EXCERPT PROVIDED:
Content starts

A New Frontier or Back to Basics? FTC Issues New Guidance on Artificial Intelligence Technology
Wednesday, April 15, 2020

In the latest piece to come out of the FTC’s new focus on emerging technologies, the FTC Bureau of Consumer Protection issued new guidance on the use of artificial intelligence (“AI”) and algorithms. The guidance follows up on a 2018 hearing where the FTC explored AI, algorithms, and predicative analysis. As the FTC recognizes, these technologies already pervade the modern economy. They influence consumer decision making – from what video to watch next, to what ad to click on, or what product to purchase. They make investment decisions, credit decisions, and, increasingly, health decisions, which has also sparked the interest of State Attorneys General and the Department of Health & Human Services. But the promise of new technologies also comes with risk. Specifically, the FTC cites an instance in which an algorithm designed to allocate medical interventions ended up funneling resources to healthier, white populations.

While the technologies may be new, the FTC’s guidance serves as a reminder of some of the golden rules of consumer protection: be transparent, be fair, and be secure.

Content ends

Records taken from a dataset
Content starts

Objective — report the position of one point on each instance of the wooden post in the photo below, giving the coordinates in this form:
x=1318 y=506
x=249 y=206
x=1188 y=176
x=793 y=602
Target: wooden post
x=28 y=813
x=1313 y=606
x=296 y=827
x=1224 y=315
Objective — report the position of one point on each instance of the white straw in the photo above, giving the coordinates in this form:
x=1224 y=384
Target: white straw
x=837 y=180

Content ends

EXERCISE 1: In the article on the FTC's AI guidance, what are the golden rules of consumer protection that the guidance serves as a reminder of?
EXERCISE 2: Repeat the article on the FTC's AI guidance from "While the technologies" to "and be secure.".
EXERCISE 3: Pick up the article on the FTC's AI guidance where it stops, and continue writing it.
The data are unrelated to the article on the FTC's AI guidance.

ANSWER SECTION 1: Be transparent, be fair, and be secure.

ANSWER SECTION 2:
While the technologies may be new, the FTC’s guidance serves as a reminder of some of the golden rules of consumer protection: be transparent, be fair, and be secure.

ANSWER SECTION 3:
Be Transparent and Explain Your (or the AI’s) Decisions

Transparency issues can arise when automated tools interact with consumers, when sensitive data is collected from consumers, or when automated decisions are being made that impact consumers. The FTC recognizes that many factors affect algorithmic decision-making, but states that if companies use AI to make decisions about consumers, they must know what and how the data was used, and be able to explain their decisions to consumers.

  • Consumer Interactions. While AI often operates in the background of consumer activity, the FTC cautions that companies must be vigilant that the tool does not mislead consumers, particularly when an AI platform is directly interacting with consumers. For example, if an AI chatbot misleads consumers, the FTC may deem it a deceptive practice under the FTC Act. Also be transparent. For example, inform consumers if the terms of a deal can be altered based on AI tools.

  • Data Collection. According to the guidance, data should not be collected secretly. The FTC recommends that companies looking for data to feed their algorithms clearly disclose what data is collected, how it is collected, and how it will be used.

  • Automated Decisions.  The Fair Credit and Reporting Act (“FCRA”) employs a relatively broad definition of “consumer reporting agency,” and companies using AI to make automated decisions about eligibility for credit, employment insurance, housing or other similar benefits may be required to provide “adverse action” notices after certain automated decisions. More generally, the FTC advises companies calculating consumer risk scores with algorithms to disclose key factors that affect the score.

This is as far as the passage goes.